(DOCUMENT PASSAGE Opens)

Dashboard Configuration
Grafana Dashboards
{
"dashboard": {
"title": "Stayzr System Overview",
"panels": [
{
"title": "Request Rate",
"type": "stat",
"targets": [
{
"expr": "rate(http_requests_total[5m])",
"legendFormat": "{{ method }} {{ route }}"
}
]
},
{
"title": "Response Time",
"type": "graph",
"targets": [
{
"expr": "histogram_quantile(0.95, rate(http_request_duration_seconds_bucket[5m]))",
"legendFormat": "95th percentile"
},
{
"expr": "histogram_quantile(0.50, rate(http_request_duration_seconds_bucket[5m]))",
"legendFormat": "50th percentile"
}
]
},
{
"title": "Error Rate",
"type": "graph",
"targets": [
{
"expr": "rate(http_requests_total{status=~\"4..|5..\"}[5m])",
"legendFormat": "{{ status }}"
}
]
}
]
}
}
Business Metrics Dashboard
Business Dashboard Panels:
- Guest Check-ins (hourly/daily)
- Active Reservations
- Service Request Response Time
- Staff Performance Metrics
- Revenue Metrics
- Guest Satisfaction Scores
- System Availability
- Popular Services
Performance Monitoring
Application Performance Monitoring (APM)

(DOCUMENT PASSAGE Closes)
(MATERIAL SHOWN Opens)

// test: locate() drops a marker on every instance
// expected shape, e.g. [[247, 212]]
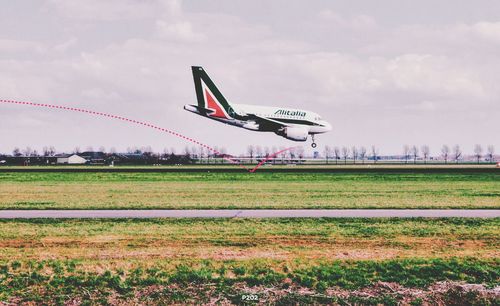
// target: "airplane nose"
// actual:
[[327, 125]]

(MATERIAL SHOWN Closes)

§ **WHAT NEEDS TO BE DONE**: Set down verbatim the portion of the dashboard configuration text above starting with "- Active Reservations" and going on through "Performance Monitoring (APM)".

§ **EXERCISE RESPONSE**:
- Active Reservations
- Service Request Response Time
- Staff Performance Metrics
- Revenue Metrics
- Guest Satisfaction Scores
- System Availability
- Popular Services
Performance Monitoring
Application Performance Monitoring (APM)